Task directions
Leaving out the pictures, retype all the material exactly.

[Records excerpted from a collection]
+---+
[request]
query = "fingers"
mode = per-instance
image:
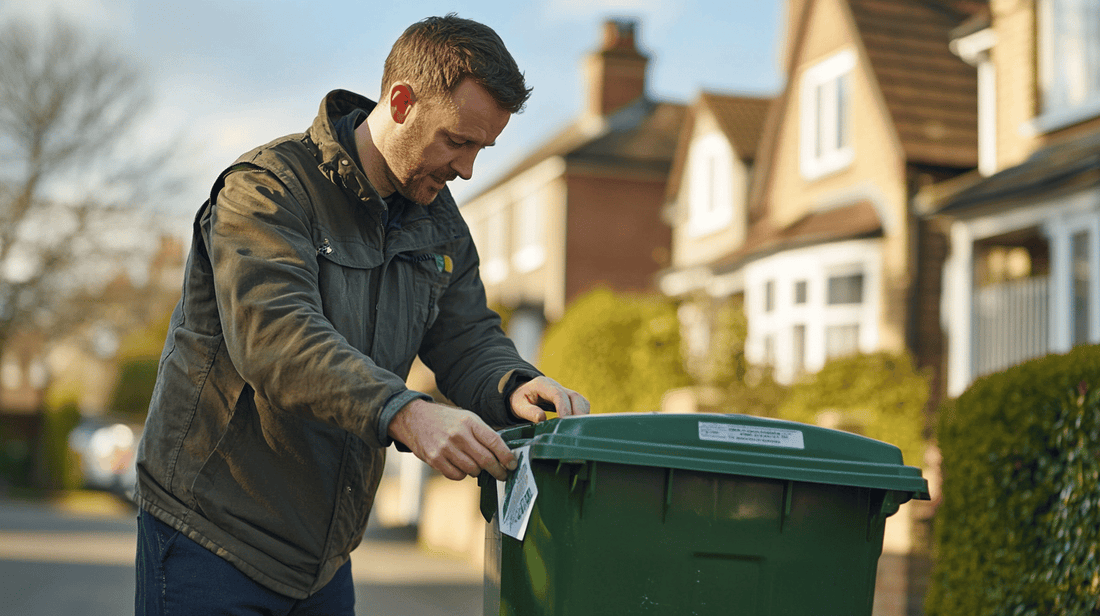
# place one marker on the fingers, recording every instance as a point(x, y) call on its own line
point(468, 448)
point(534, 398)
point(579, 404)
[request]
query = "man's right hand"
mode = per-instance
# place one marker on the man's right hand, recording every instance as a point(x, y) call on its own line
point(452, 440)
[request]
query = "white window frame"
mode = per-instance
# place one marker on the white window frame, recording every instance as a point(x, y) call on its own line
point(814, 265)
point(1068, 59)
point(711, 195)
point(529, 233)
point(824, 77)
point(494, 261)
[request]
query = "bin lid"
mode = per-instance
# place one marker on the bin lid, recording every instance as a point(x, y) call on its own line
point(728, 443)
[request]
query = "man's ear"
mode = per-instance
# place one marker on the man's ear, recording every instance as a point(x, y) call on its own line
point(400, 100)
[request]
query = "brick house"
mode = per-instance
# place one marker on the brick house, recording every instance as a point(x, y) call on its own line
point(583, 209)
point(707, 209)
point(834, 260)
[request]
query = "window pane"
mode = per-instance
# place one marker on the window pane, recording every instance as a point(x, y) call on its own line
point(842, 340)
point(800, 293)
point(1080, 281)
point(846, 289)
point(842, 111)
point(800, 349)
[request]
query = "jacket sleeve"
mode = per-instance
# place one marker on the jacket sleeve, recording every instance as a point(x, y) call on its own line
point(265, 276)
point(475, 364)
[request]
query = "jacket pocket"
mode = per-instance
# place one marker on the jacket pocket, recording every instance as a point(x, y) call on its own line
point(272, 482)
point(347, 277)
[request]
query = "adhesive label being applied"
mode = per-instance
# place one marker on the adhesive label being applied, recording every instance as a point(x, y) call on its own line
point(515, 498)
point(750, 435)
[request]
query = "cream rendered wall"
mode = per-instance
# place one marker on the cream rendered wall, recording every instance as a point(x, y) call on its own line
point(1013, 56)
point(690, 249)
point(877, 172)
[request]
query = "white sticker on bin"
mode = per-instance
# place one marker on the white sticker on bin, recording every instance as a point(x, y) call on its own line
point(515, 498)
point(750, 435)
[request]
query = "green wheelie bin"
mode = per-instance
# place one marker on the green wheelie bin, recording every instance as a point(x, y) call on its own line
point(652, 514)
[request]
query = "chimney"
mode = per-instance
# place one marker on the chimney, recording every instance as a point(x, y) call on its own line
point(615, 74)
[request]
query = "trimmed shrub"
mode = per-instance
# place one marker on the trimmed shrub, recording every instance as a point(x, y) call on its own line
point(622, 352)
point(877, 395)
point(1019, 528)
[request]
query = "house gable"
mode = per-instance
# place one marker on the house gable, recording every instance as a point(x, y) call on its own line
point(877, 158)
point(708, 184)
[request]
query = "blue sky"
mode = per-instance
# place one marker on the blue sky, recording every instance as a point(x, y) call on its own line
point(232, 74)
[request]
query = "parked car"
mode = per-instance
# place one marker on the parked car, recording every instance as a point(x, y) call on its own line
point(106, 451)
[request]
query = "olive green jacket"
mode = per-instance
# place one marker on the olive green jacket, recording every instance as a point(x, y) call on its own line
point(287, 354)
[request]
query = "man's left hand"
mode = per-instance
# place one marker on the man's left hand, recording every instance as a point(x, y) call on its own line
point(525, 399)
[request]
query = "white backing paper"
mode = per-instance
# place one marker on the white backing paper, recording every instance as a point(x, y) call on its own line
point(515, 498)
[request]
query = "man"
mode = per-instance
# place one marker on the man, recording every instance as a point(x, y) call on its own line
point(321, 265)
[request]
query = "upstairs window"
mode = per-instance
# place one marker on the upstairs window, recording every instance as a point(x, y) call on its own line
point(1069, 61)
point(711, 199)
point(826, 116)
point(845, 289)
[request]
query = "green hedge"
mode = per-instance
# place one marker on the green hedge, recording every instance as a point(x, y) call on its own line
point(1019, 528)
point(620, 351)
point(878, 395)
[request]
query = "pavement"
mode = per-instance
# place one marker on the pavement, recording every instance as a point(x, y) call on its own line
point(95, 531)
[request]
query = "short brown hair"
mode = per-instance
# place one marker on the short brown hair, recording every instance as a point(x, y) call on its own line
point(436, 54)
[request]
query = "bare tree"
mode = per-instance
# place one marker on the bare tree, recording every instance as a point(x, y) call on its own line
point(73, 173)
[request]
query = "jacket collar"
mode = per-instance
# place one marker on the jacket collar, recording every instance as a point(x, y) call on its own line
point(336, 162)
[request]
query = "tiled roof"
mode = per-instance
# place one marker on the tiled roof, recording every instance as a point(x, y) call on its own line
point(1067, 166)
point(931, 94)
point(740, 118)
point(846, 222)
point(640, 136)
+---+
Written response
[request]
query = "fingers"
mode = per-instance
image:
# place one marker on the fingers, recording every instance as a point(x, y) call on its own line
point(468, 448)
point(534, 398)
point(579, 404)
[request]
query = "man's right hand"
mode = per-instance
# place one marker on the man's right hand, recording every instance as a point(x, y) call on its own line
point(452, 440)
[request]
query = "white window frame"
mode = per-instance
# place one marker on the white window frame, recording every instance as a point(x, y) call on its own line
point(814, 265)
point(1068, 59)
point(711, 195)
point(529, 233)
point(824, 77)
point(494, 261)
[request]
query = "bin lid"
mode = per-instance
# place one marker on the bin lid, recording every instance as a point(x, y) call on its own line
point(728, 443)
[request]
query = "man's ear"
mode = per-instance
# place one marker on the man's ear, recording every instance as a point(x, y) call on its own line
point(400, 100)
[request]
query = "brick house"
mode = per-instance
# place one marker on the brick house, recording every instance as a point(x, y) call on its own line
point(583, 209)
point(707, 209)
point(834, 260)
[request]
query = "window pane"
mode = per-instance
# place one marker on the window pane, recording every instance as a point(x, y) call on its own line
point(842, 340)
point(800, 293)
point(1080, 281)
point(846, 289)
point(842, 111)
point(800, 349)
[request]
query = "jacket sleeve"
mode = per-instance
# place one marker on the jacket sleeve, recording every instance as a point(x, y) call on its own line
point(265, 276)
point(475, 364)
[request]
query = "jacket pocket"
mode = per-instance
# place one marker on the jacket pocket, recording every instance as a point(x, y) call on its own line
point(272, 482)
point(347, 277)
[request]
query = "adhesive label being applied"
mode = per-instance
# place one marker on the adhesive label being applied, recording every instance as a point(x, y) call on its own line
point(515, 498)
point(750, 435)
[request]
query = "cream rendered wall"
mode = per-instance
# place one marker on the cream rendered wall, recording every instance as a point(x, y) call on its own line
point(1013, 56)
point(690, 249)
point(877, 172)
[request]
query = "white sticker on bin"
mode = per-instance
# place one marker on the white sticker on bin, recording every instance as a point(x, y) call on its own line
point(515, 498)
point(750, 435)
[request]
query = "green wheelie bin"
mode = per-instance
# place one marker on the green wheelie bin, recording every instance as a point(x, y) call on its own line
point(652, 514)
[request]
query = "chimney"
mode = per-instance
# place one marker on the chimney, recording every instance as a point(x, y) call on its own line
point(615, 74)
[request]
query = "trimmed shrub"
mode = per-instance
# place one marker on the trimmed shrub, recording every instance as a point(x, y) call on its own line
point(622, 352)
point(877, 395)
point(1019, 528)
[request]
query = "house gable"
mode = per-instance
# place one marker on the house gable, recording every instance as a point(x, y) call on its own line
point(877, 158)
point(708, 184)
[request]
query = "blue sky"
mode = per-instance
# place one marker on the blue sky, recording every instance as a point(x, y) call on its own line
point(232, 74)
[request]
query = "parked car"
mode = per-instance
# place one marker on the parked car, recording every instance as a point(x, y) call on its own line
point(106, 451)
[request]
query = "olive green jacket"
mode = per-instance
# place one marker on the olive green jacket, recording every instance as a point(x, y) call on its own line
point(287, 354)
[request]
query = "man's left hand"
mode = per-instance
# place one marker on the man's left hand, recording every instance as a point(x, y) call on its own line
point(525, 399)
[request]
query = "white backing paper"
mode = per-instance
# place one marker on the white backing paper, recording every instance as a point(x, y) call on its own line
point(515, 498)
[request]
query = "man"
mode = per-instance
# place one marker on the man, recording every instance as a point(x, y) call on its own line
point(321, 265)
[request]
query = "upstairs window"
mode = per-instance
# place one marker on the upstairs window, recording every instance as a point(x, y) call on its own line
point(1069, 61)
point(711, 199)
point(826, 116)
point(845, 289)
[request]
query = "green hedge"
mode = per-instance
# place one marker on the green hedge, recording every instance as a point(x, y) call on its own line
point(1019, 528)
point(620, 351)
point(878, 395)
[request]
query = "pavement"
mode = per-instance
# place one marker on the pavement, recording every instance as a point(x, y) call on its own line
point(95, 531)
[request]
query = "short brown hair"
mode = per-instance
# place one marker on the short brown hair, recording every instance as a point(x, y) call on its own line
point(436, 54)
[request]
query = "bare tree"
mode = per-instance
# place one marker on the bare tree, recording every instance as a point(x, y) call on its own line
point(73, 173)
[request]
query = "jacket collar"
mode = per-instance
# place one marker on the jacket collar, recording every instance as a point(x, y) call on its own line
point(336, 162)
[request]
query = "tiled roof"
mode = per-instance
# place one marker on the tiled roof, recording every instance as a point(x, y) call on its own line
point(1067, 166)
point(931, 94)
point(740, 118)
point(846, 222)
point(640, 136)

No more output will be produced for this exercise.